* _REQUIRED WORK_
Write down each entry again, exactly as it reads.

* _Recorded data_
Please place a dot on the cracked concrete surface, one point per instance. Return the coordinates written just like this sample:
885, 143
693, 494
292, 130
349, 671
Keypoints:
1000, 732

* _REPLY TO THE TASK_
Please place a dot on the cracked concrete surface, one point per instance. Return the coordinates written just like this sample:
885, 143
693, 494
292, 130
349, 671
Keypoints:
1000, 732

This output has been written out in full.